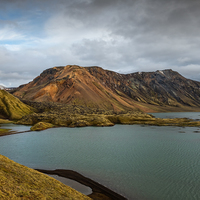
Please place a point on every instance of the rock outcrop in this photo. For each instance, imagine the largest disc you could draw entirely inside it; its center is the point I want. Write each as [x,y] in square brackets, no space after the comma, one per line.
[11,107]
[95,87]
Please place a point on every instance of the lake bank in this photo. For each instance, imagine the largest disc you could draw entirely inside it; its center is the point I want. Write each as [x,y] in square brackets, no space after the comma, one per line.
[138,162]
[98,191]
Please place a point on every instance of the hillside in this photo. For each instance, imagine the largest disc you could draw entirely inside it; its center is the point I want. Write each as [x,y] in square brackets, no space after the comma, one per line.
[20,182]
[95,87]
[11,107]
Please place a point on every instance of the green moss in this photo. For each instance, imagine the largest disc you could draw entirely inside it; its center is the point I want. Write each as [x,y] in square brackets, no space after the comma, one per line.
[41,126]
[20,182]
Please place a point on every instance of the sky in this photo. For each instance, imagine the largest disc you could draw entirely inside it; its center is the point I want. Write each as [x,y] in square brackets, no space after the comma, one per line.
[124,36]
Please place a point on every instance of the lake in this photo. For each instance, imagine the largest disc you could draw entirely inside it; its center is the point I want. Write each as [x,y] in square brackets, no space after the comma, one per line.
[139,162]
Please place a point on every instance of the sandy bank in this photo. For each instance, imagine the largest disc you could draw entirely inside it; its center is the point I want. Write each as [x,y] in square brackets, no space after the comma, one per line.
[99,191]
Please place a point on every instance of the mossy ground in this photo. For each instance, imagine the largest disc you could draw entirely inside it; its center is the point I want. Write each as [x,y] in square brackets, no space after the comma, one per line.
[20,182]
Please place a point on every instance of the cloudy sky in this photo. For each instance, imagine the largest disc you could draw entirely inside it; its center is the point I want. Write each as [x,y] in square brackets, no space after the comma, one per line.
[120,35]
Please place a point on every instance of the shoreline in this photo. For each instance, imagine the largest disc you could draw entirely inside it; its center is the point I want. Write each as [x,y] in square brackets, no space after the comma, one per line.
[13,132]
[98,191]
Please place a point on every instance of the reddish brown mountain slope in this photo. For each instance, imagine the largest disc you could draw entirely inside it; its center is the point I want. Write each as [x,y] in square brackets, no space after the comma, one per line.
[96,87]
[72,84]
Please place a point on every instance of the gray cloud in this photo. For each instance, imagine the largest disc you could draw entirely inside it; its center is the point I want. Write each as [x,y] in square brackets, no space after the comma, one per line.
[120,35]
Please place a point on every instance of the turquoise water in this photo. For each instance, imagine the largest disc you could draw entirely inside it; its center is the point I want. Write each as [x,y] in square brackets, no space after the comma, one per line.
[139,162]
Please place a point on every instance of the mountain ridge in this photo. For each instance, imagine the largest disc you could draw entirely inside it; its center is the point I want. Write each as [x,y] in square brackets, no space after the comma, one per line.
[96,87]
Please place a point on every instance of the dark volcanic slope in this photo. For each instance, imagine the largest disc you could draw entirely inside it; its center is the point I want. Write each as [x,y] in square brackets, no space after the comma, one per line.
[164,87]
[96,87]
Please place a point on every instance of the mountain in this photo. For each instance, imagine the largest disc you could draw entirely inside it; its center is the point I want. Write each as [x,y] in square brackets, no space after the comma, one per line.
[11,107]
[96,87]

────────────────

= TASK GOAL =
Nothing but an exact transcription of the material, without pictures, should be returned.

= RESULT =
Please place a point on every instance of the rock outcrop in this photo. For each instance, imagine the largest disc you could draw entirely inside it; its center is the point I want. Write each as [x,y] in square brackets, no space after the comma, one per line.
[11,107]
[95,87]
Please place a point on every instance of the lake bank in this photo. For each instance, imagine the largest disc you could draw entirely inside it; its center is the point I want. Write each as [x,y] in square brackets, no space after the comma, one per line.
[138,162]
[98,191]
Please place a point on every instance of the hillside in this photo. For each instance, imagine the largest disc you could draw entirely inside it; its center is the point I want. Write each as [x,y] in square brackets, no space after the comma, one per line.
[20,182]
[95,87]
[11,107]
Please place a point on every instance of the green moss in this photo. For each instance, imagine the largest disc you could draw entirely inside it; its center is the point I want. Write each as [x,y] in square brackets, no space after the comma, one per line.
[41,126]
[20,182]
Please place a point on every instance of the sky in this photo. For each instance, imagine the largest disc you could draw entirely inside it; its center is the point I want. Write each as [x,y] in square brackets, no space after the comma, one per line.
[124,36]
Please place a point on every instance of the lake in this photo. For each instance, imagine the largest disc you could draw entirely inside it; its center is the point I want. Write each as [x,y] in square brackets, no space after the comma, one per line.
[139,162]
Please place a point on every instance of the sandy bank in this photo. For each instance, imagine the largest disc you could draw entirely inside it; its center is the point I want. Write each as [x,y] in square brackets, no space after the comma, one per line.
[99,191]
Please place a point on every instance of the mossy ground in this photo. For each instance, imagine the largest disc you could draw entirely inside it; its center is the point I want. Write each as [x,y] in square brackets, no space after the comma, one per line.
[20,182]
Please place a point on every instance of the cloudy sky in this photo. For each instance, imagine the largest disc you could draw entirely inside it; its center is the point I want. Write each as [x,y] in square brackets, no space after the comma, one per line.
[120,35]
Please place a point on every instance of the shoreline in this photo. For each instance, imagine the largest disc you could draw entirely inside it; its center is the point I want. Write each as [x,y] in square brackets, no space after the comma, one per line.
[13,132]
[98,191]
Please place a point on every instance of the reddish brown mountain slope in this photo. For each instance, imagine the largest disc you could draw entirely inside it; its center is the point I want. Write each as [x,y] in square brackets, no space after the comma, one per line.
[96,87]
[72,84]
Please place a point on every instance of the gray cloud in this photo. For each instance, imagine the largest disc you could draw entirely inside it; its center is the point I want. Write each as [x,y] in square brackets, no space after the comma, one per line.
[120,35]
Please place a point on every instance of the turquoise water in this photo. For each instance, imagine the largest disc you could draw entirely inside it; its center is the point I want. Write each as [x,y] in square brackets, no space after the comma, one per line.
[139,162]
Please place a point on every instance of the mountain ridge in this photo. For each instance, imagine the largest disc you could draw entirely inside it; its center is the point I want. Write each as [x,y] in square brackets, no space after the comma, one per line.
[96,87]
Please place a point on every instance of the dark volcanic slope in this photo. For each instance, imagine the largest disc you could draw entirely inside it; its center is the point I want. Write each as [x,y] in square brackets, no space after the comma, one per line.
[164,87]
[96,87]
Please place a point on every instance of the mountain in this photo. For each instance, imagine the largest disc you could draw entirely inside it; its center is the point I want. Write each as [x,y] in square brackets, no space after the comma, one per line.
[11,107]
[96,87]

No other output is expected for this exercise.